**AIM OF THE EXERCISE:**
Answer each question using the MLPerf setup instructions below.
(a) Which association holds the MLPerf trademark and service mark?
(b) What value does the example assign to CONTAINER_NAME?
(c) According to the final sentence, what may be done with the required checkpoints/datasets before running the Docker run command?

**EXCERPTED TEXT:**
· · · · ·

This directory provides instructions to reproduce Intel Gaudi's results for MLPerf™ inference submission.
MLPerf™ is a trademark and service mark of MLCommons Association in the United States and other countries.
All rights reserved. Unauthorized use is strictly prohibited.
Please follow the instructions provided in the Intel Gaudi Installation Guide to set up the environment.
mkdir -p /path/to/Intel-HabanaLabs
export INTEL_HABANALABS_DIR=/path/to/Intel-HabanaLabs
This README is located in code directory corresponding to Intel-HabanaLabs submission. Download the whole code folder along with all subfolders under $INTEL_HABANALABS_DIR:
cd /path/to/Intel-HabanaLabs
git clone https://github.com/HabanaAI/Model-References.git
NOTE: The below is only an example value. Replace [Intel_Gaudi_software_version] and [PT_version] to match your setup and Supported Configuration.
export CONTAINER_NAME=mlperf4.0
export DOCKER_IMAGE=vault.habana.ai/gaudi-docker/[Intel_Gaudi_software_version]/ubuntu22.04/habanalabs/pytorch-installer-[PT_Version]:latest
docker run --privileged --security-opt seccomp=unconfined \
--name $CONTAINER_NAME -td \
-v /dev:/dev \
--device=/dev:/dev \
-v /sys/kernel/debug:/sys/kernel/debug \
-v /tmp:/tmp \
-v $INTEL_HABANALABS_DIR:/root/Intel-HabanaLabs/ \
--cap-add=sys_nice --cap-add=SYS_PTRACE \
--user root --workdir=/root --net=host \
--ulimit memlock=-1:-1 ${DOCKER_IMAGE}
docker exec $CONTAINER_NAME bash -c "service ssh start"
docker exec -it $CONTAINER_NAME bash
mkdir -p /mnt/weka/data/mlperf_inference/stable-diffusion-xl/stable_diffusion_fp32
pushd /mnt/weka/data/mlperf_inference/stable-diffusion-xl
curl https://rclone.org/install.sh | bash
rclone config create mlc-inference s3 provider=Cloudflare access_key_id=f65ba5eef400db161ea49967de89f47b secret_access_key=fbea333914c292b854f14d3fe232bad6c5407bf0ab1bebf78833c2b359bdfd2b endpoint=https://c2686074cb2caf5cbaf6d134bdba8b47.r2.cloudflarestorage.com
rclone copy mlc-inference:mlcommons-inference-wg-public/stable_diffusion_fp32 ./stable_diffusion_fp32 -P
popd
Alternatively, the required checkpoints/datasets can be downloaded offline and copied to the required path before running Docker run command.

· · · · ·

**Stored dataset items:**
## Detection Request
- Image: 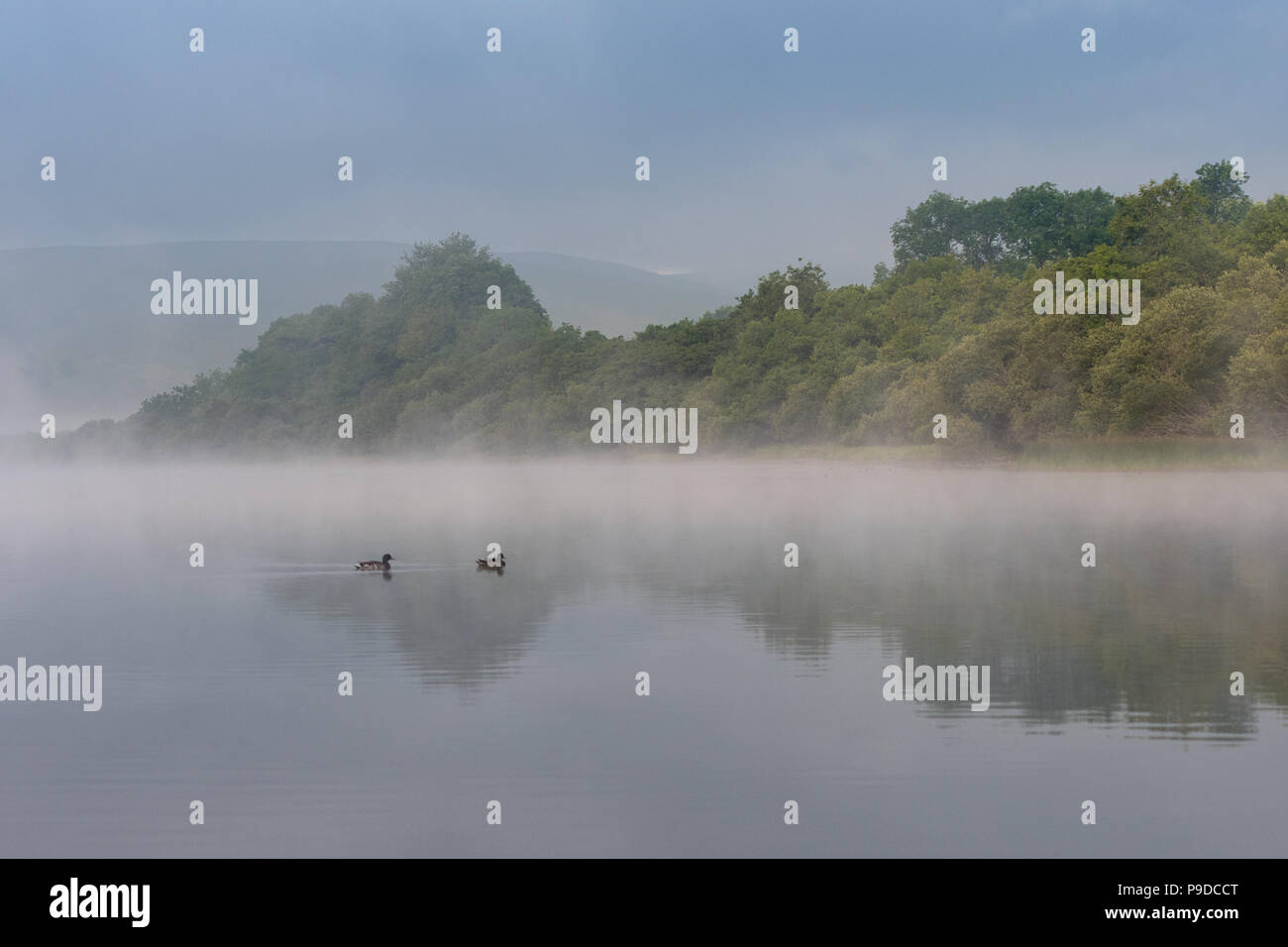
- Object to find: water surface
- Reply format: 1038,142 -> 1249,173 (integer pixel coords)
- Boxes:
0,458 -> 1288,857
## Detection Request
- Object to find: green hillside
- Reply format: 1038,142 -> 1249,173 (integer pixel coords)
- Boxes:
81,162 -> 1288,453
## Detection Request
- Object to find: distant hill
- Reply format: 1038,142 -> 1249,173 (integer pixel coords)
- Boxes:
0,241 -> 734,433
497,252 -> 731,339
0,241 -> 408,432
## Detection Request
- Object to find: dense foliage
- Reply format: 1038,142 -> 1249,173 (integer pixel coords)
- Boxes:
113,162 -> 1288,451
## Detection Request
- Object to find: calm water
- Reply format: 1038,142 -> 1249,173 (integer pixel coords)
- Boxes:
0,458 -> 1288,857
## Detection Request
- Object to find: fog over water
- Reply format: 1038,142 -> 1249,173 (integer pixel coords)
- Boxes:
0,456 -> 1288,857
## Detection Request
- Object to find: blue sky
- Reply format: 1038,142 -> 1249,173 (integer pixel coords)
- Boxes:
0,0 -> 1288,286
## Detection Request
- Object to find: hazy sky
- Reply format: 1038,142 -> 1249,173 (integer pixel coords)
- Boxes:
0,0 -> 1288,284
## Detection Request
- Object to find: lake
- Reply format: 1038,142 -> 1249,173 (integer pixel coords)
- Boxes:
0,464 -> 1288,857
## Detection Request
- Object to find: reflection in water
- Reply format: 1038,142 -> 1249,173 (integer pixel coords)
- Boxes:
243,471 -> 1288,740
0,460 -> 1288,857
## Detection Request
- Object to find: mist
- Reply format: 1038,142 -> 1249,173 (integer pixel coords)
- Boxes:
0,456 -> 1288,856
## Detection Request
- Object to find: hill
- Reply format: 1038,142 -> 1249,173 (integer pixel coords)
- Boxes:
38,163 -> 1288,453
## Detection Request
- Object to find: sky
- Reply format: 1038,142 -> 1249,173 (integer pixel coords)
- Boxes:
0,0 -> 1288,286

· · · · ·

**THE OUTPUT:**
(a) MLCommons Association.
(b) mlperf4.0
(c) They can be downloaded offline and copied to the required path.